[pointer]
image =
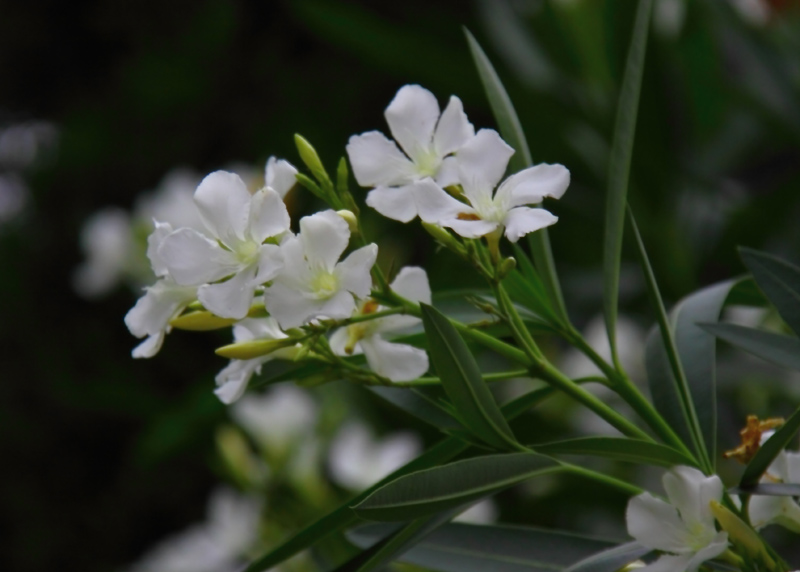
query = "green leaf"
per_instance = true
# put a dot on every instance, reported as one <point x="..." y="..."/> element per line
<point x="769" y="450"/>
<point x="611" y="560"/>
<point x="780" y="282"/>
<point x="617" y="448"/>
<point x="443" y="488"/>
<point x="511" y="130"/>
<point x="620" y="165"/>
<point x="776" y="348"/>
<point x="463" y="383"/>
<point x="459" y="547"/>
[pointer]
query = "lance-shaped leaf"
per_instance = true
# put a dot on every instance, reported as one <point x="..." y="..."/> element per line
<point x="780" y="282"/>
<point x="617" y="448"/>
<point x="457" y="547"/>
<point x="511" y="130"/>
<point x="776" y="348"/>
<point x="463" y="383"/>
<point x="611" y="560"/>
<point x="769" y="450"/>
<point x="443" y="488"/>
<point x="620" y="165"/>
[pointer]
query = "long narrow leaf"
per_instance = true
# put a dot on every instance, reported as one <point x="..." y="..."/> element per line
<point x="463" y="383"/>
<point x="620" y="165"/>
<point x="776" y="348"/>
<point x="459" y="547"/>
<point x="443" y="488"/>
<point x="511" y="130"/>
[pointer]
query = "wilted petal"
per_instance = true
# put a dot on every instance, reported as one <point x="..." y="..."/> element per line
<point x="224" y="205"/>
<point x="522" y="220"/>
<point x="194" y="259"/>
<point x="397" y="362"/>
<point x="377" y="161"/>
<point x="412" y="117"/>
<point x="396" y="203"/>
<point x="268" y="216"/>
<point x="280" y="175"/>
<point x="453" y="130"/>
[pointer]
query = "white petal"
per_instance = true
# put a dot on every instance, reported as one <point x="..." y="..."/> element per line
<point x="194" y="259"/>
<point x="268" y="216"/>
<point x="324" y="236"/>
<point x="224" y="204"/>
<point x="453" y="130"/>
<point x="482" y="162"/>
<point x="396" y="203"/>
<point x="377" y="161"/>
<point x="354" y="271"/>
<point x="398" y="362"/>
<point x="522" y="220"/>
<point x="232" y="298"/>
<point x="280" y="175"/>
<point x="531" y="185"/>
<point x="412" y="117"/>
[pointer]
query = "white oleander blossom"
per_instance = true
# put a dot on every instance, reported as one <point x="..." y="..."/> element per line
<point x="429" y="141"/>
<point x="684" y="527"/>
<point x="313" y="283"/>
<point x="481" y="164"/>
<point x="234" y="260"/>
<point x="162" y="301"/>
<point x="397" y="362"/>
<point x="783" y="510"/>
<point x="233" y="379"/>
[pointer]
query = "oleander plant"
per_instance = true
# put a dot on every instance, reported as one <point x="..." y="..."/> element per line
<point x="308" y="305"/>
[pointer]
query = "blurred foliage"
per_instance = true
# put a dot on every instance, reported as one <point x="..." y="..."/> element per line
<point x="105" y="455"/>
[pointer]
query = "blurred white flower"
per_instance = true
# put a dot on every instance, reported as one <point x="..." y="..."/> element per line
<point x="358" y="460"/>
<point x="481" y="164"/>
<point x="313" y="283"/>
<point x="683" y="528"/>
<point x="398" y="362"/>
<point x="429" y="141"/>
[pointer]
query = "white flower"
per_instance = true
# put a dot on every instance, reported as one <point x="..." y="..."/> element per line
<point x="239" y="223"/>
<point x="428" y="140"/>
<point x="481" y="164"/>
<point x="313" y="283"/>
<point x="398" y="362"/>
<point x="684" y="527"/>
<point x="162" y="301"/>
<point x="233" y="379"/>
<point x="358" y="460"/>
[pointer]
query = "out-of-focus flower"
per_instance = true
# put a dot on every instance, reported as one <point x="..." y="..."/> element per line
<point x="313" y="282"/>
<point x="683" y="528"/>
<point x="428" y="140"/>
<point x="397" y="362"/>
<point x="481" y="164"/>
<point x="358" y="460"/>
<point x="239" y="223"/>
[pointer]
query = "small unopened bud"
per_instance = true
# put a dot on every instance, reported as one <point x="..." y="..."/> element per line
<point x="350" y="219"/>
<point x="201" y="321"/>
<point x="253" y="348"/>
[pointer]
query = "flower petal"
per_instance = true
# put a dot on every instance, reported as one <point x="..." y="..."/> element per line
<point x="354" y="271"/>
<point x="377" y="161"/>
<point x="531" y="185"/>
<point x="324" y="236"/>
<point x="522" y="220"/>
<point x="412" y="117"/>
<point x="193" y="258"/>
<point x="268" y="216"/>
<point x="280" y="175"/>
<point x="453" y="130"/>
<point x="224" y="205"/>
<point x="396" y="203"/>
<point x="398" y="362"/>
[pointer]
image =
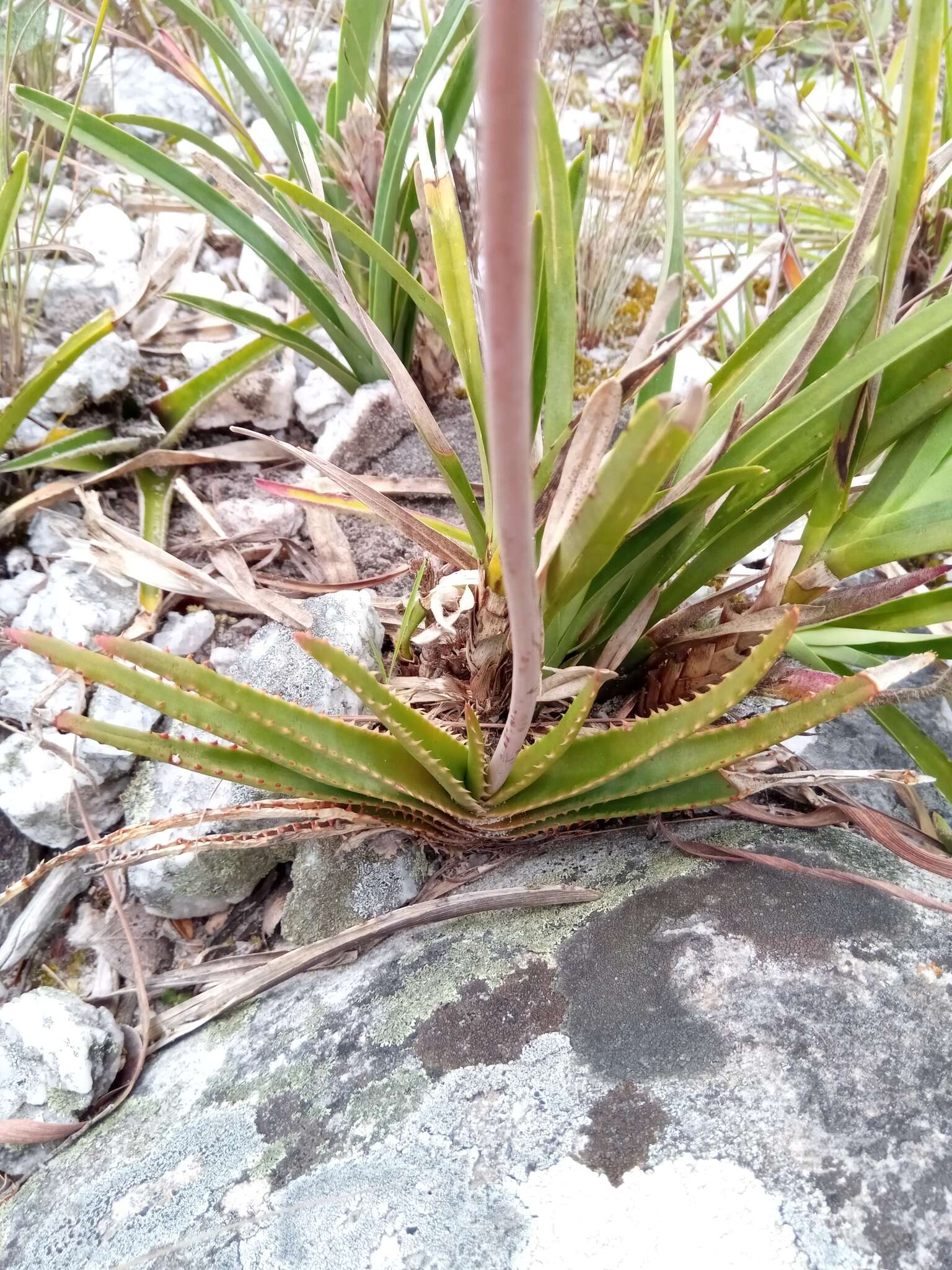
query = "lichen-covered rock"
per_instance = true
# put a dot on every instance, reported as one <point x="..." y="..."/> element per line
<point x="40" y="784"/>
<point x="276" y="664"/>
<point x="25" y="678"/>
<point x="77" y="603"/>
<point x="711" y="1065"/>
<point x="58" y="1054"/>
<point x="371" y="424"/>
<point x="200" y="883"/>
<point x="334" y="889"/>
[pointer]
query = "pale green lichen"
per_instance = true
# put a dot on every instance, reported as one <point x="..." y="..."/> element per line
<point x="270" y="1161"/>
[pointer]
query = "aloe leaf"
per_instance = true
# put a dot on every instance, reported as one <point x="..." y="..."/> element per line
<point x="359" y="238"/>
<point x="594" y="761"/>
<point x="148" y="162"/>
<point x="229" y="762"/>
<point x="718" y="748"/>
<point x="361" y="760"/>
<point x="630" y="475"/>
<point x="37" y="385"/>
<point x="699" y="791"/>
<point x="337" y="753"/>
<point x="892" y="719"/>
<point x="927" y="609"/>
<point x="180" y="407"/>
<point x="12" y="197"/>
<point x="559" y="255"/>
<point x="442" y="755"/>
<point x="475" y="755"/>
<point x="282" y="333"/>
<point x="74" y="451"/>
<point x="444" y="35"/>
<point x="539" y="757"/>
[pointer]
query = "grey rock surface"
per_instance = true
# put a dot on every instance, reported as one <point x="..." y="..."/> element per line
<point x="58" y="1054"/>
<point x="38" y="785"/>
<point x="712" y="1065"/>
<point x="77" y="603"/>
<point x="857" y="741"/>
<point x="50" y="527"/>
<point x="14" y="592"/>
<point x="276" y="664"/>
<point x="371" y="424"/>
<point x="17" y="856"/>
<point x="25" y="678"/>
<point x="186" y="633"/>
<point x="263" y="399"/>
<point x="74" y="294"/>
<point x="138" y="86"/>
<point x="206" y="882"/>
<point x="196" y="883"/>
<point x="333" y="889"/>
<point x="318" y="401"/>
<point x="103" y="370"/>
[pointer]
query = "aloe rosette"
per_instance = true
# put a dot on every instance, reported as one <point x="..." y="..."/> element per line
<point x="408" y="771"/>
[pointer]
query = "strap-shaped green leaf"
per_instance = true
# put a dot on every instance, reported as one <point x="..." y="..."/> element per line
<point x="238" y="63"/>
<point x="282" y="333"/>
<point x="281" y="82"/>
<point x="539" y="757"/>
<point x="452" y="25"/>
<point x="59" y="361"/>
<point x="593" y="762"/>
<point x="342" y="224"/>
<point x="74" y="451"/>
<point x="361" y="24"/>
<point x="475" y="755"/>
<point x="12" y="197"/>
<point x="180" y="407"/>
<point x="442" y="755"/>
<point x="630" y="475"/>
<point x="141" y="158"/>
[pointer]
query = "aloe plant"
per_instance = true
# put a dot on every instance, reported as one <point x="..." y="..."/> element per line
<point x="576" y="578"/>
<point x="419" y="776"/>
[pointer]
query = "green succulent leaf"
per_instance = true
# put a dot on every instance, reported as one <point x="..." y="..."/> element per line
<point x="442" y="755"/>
========================
**What needs to be done:** Pull out each line of the entries above that contains the word "petal", and copy those lines in full.

**Output:**
query = "wilted petal"
query = "white petal"
query = "flower petal"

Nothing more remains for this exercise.